> **PAGE**:
There's an ebb and flow with MT as with most organisations and the like, basically though while I enjoy chatting to people here it's not important enough for me to think or worry about, some posts I would miss so please don't go away XS, you may not feel the love but it's there mate!


----------



## Brian R. VanCise (Jun 13, 2017)

*As one of the posters that I enjoy reading a lot I hope that you do not go*.  There will as Tez3 mentioined always be an ebb and flow here at MartialTalk.  Some posters you absolutely love to connect with and some others that you will not like.  Like you I have been here a long time and enjoy almost everyone's posts.  The nature of forums is that some times we need a break.  Both of us have taken breaks before but we come back because of the connections.  My hope is that you stick around because MartialTalk would be a sadder place without you Xue!


----------



## Buka (Jun 13, 2017)

Don't go, Xue, just put everybody else on ignore except me. Then we can, you know, argue about things without getting interrupted.


----------



## oaktree (Jun 15, 2017)

My thoughts after being on martial talk for about ten years is f uck martial talk.
Exactly why I never became a paid member, 
I may pop in some times but I rather train and do other things then sit around debating which art is real or not or who's balls are made of steel and who's are not.


----------



## Paul_D (Jun 15, 2017)

oaktree said:


> I may pop in some times but I rather train and do other things then sit around debating


That would be ok, trouble is there is little debate.  Certain people post with alarming frequency on any and all topics, even topics which they clearly do not understand and no nothing about, whilst refusing to accept any opinion, no matter how informed, that disagrees with their own.


----------



## drop bear (Jun 16, 2017)

Yeah. When I started there was basically a team of  mean girls who would patronize and demean anybody with any sort of contrary view.

As if there was some sort of pecking order of posters. And that even justifying their position was considered offensive.

That has pretty much stopped except for the occasional pile on the new guy. 

But for the most part everyone gets a fair suck of the sauce bottle.

> **TASK TO CARRY OUT**: In the forum thread, how long does oaktree say he has been on MartialTalk?

Extracted records
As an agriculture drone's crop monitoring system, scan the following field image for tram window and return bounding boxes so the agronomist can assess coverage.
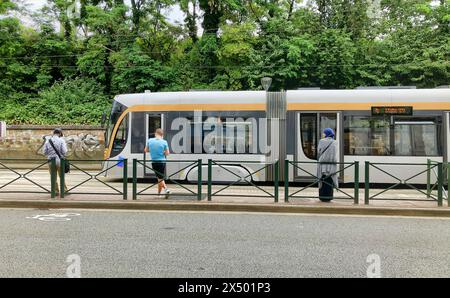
[394,117,441,156]
[300,113,317,159]
[344,116,391,156]
[188,116,256,154]
[111,114,129,157]
[148,115,163,139]
[131,112,147,154]
[320,113,338,139]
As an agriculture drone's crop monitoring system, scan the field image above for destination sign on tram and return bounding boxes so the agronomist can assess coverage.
[372,107,413,116]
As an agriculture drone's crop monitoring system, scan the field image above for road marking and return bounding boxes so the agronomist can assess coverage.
[27,213,81,222]
[25,208,450,221]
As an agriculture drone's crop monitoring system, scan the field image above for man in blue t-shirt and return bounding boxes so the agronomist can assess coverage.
[144,128,170,194]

> **COMPLETED EXERCISE**: About ten years.